▸ JOB: Swap "one dot apiece" for "one point each" everywhere it appears in the records below, and reproduce them with nothing else changed.

▸ SUPPLIED RECORDS:
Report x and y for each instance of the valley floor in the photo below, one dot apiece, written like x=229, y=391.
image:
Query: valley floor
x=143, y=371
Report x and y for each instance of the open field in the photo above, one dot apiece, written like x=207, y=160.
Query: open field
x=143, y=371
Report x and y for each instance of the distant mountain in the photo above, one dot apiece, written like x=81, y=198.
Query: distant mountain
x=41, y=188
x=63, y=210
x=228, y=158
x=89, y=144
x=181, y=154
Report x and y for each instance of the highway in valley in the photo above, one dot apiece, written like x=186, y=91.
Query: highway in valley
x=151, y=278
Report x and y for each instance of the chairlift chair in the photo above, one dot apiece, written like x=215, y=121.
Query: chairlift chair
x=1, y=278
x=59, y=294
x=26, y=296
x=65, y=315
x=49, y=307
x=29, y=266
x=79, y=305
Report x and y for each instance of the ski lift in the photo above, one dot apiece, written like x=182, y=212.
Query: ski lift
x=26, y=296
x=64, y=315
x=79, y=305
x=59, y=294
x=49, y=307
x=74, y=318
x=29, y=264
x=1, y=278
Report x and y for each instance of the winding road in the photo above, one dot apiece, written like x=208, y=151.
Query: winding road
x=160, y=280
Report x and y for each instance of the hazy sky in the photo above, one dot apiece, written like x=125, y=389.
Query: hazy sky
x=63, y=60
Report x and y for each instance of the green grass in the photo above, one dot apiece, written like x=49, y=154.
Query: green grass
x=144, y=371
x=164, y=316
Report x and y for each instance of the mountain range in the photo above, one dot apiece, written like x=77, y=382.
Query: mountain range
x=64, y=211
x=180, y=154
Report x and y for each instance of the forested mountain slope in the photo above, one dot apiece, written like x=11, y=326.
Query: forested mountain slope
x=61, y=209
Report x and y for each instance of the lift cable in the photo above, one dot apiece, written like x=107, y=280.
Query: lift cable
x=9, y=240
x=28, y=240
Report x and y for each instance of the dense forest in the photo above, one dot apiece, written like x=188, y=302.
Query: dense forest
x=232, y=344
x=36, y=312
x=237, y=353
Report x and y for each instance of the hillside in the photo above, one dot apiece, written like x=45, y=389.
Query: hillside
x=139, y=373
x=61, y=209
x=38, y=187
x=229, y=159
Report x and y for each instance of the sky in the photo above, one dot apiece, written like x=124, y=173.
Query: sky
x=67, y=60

▸ EXERCISE ANSWER:
Report x and y for each instance of the valley floor in the photo below, one point each, written like x=229, y=391.
image:
Query: valley floor
x=143, y=371
Report x and y for each instance of the open field in the photo above, one point each, written like x=207, y=160.
Query: open field
x=143, y=371
Report x and y for each instance of the distant mountain in the photo above, one point each, written like x=81, y=198.
Query: distant mountain
x=41, y=188
x=63, y=210
x=228, y=158
x=89, y=144
x=181, y=154
Report x and y for each instance of the highway in valley in the photo above, one point each, written like x=186, y=91.
Query: highway in valley
x=151, y=278
Report x and y for each instance of the chairlift chair in the photo above, one point each, written like x=215, y=121.
Query: chairlift chair
x=1, y=278
x=59, y=294
x=26, y=296
x=65, y=315
x=49, y=307
x=29, y=266
x=79, y=305
Report x and y for each instance of the ski lift in the photo above, one point each, written like x=182, y=212.
Query: ski lift
x=26, y=296
x=64, y=315
x=79, y=305
x=59, y=294
x=49, y=307
x=74, y=318
x=29, y=264
x=1, y=278
Report x and y for each instance of the winding road in the photo above, one point each, written like x=208, y=151.
Query: winding road
x=160, y=280
Report x and y for each instance of the hazy sky in the photo above, one point each, written like x=125, y=389.
Query: hazy sky
x=63, y=60
Report x and y for each instance of the green grass in the photo above, one point each, written like x=49, y=154.
Query: green grass
x=144, y=371
x=164, y=316
Report x and y for each instance of the mountain range in the photo above, one point each, written like x=77, y=382.
Query: mountain range
x=64, y=211
x=180, y=154
Report x and y for each instance of the forested mountain slope in the photo above, one point each, written like x=11, y=326.
Query: forested mountain slope
x=61, y=209
Report x and y for each instance of the lift cable in the photo above, one point each, written like x=107, y=280.
Query: lift cable
x=9, y=240
x=28, y=240
Report x and y for each instance of the dense forest in the photo above, one point each, written like x=188, y=302.
Query: dense forest
x=232, y=344
x=36, y=312
x=237, y=353
Report x and y for each instance of the hillside in the photo above, one point each, written like x=45, y=389.
Query: hillside
x=139, y=373
x=61, y=209
x=38, y=187
x=229, y=159
Report x and y for each instance of the sky in the photo above, one point each, written like x=124, y=173.
Query: sky
x=67, y=60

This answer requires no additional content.